(Data listing)
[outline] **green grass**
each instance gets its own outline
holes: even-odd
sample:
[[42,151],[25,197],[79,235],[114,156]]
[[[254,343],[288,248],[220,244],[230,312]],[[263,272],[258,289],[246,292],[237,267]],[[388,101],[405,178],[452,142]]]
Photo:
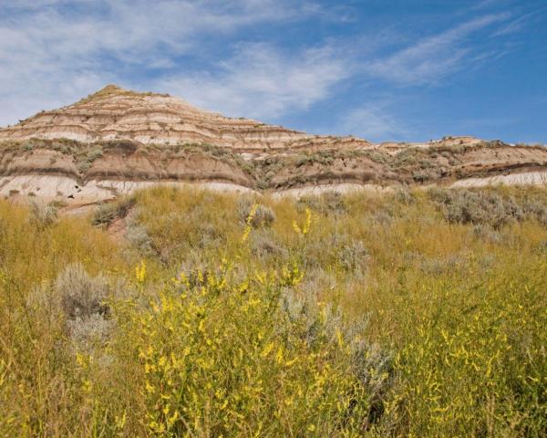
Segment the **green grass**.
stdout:
[[105,208],[0,202],[0,435],[547,433],[546,189]]

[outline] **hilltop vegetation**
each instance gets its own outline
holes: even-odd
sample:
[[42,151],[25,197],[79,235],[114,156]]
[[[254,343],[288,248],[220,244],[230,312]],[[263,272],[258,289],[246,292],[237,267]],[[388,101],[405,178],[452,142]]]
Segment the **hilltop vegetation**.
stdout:
[[547,433],[545,188],[55,210],[0,201],[2,436]]

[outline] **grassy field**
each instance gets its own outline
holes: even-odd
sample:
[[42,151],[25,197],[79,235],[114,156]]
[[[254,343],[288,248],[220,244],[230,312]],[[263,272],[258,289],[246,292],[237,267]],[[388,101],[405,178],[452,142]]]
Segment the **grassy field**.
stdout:
[[1,436],[545,436],[546,327],[544,188],[0,201]]

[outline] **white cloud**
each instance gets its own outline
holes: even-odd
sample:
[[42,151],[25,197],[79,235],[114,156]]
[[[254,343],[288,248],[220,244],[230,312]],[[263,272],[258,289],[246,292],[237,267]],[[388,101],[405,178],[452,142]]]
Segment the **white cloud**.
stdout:
[[[63,5],[70,4],[70,8]],[[0,5],[0,125],[71,103],[131,69],[169,71],[200,55],[210,36],[227,40],[263,23],[317,13],[295,0],[15,0]],[[139,84],[148,86],[143,78]],[[159,89],[170,91],[169,89]]]
[[288,56],[267,44],[239,45],[213,70],[162,78],[156,88],[226,115],[274,118],[326,99],[351,74],[333,47]]
[[484,16],[426,37],[373,62],[368,73],[400,85],[437,82],[480,57],[474,54],[473,44],[465,44],[468,36],[508,16],[506,14]]

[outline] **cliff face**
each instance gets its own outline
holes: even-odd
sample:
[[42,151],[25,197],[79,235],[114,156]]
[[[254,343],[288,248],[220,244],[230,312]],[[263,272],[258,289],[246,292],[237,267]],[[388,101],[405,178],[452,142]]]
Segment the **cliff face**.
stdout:
[[169,95],[137,93],[113,85],[73,105],[40,112],[0,130],[0,141],[31,138],[84,142],[131,140],[163,145],[207,142],[249,151],[324,142],[320,137],[280,126],[203,111]]
[[471,137],[372,144],[108,86],[0,129],[0,195],[94,203],[155,183],[277,192],[544,183],[547,149]]

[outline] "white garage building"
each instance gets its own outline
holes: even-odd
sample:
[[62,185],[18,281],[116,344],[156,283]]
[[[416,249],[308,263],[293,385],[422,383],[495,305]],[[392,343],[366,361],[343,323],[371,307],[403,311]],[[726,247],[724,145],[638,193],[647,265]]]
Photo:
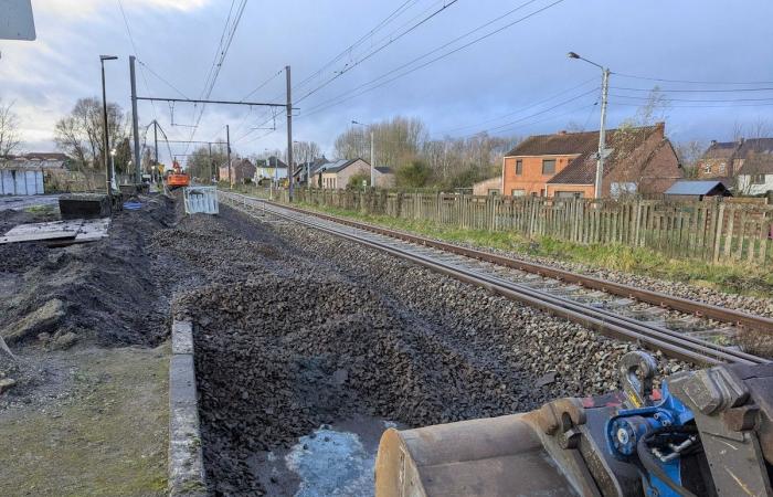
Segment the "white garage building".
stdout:
[[44,193],[46,171],[64,169],[64,154],[36,152],[0,158],[0,194],[39,195]]

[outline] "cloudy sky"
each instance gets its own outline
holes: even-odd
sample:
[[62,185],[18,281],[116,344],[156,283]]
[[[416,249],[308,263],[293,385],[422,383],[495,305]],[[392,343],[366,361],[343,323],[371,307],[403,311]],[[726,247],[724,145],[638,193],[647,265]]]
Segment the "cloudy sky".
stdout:
[[[612,126],[654,85],[675,140],[773,125],[770,0],[246,0],[237,17],[243,1],[32,0],[38,39],[0,41],[0,98],[13,103],[24,148],[54,149],[56,119],[100,94],[99,54],[120,57],[106,65],[108,99],[125,109],[130,54],[142,62],[140,95],[204,96],[236,18],[210,98],[284,103],[292,65],[294,138],[328,157],[352,119],[420,117],[437,137],[596,129],[601,72],[568,51],[613,71]],[[237,152],[286,145],[284,115],[210,105],[190,127],[200,110],[141,102],[138,114],[170,139],[218,139],[229,124]]]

### WHAT IS BEING ASKED:
Copy the lines of the data listing above verbatim, from the line containing "[outline] **grassy field**" through the line containing "[[1,436],[545,436],[546,327],[544,188],[0,201]]", both lines included.

### TASK RESPONSE:
[outline] **grassy field**
each instance gets its own outline
holes: even-odd
sample:
[[42,151],[25,197],[79,235],[114,156]]
[[[254,343],[288,248],[220,244],[230,312]],[[263,272],[258,289],[246,292],[237,267]],[[388,101],[405,178],[452,142]]]
Segment the **grassy field**.
stdout:
[[1,436],[545,436],[546,327],[544,188],[0,201]]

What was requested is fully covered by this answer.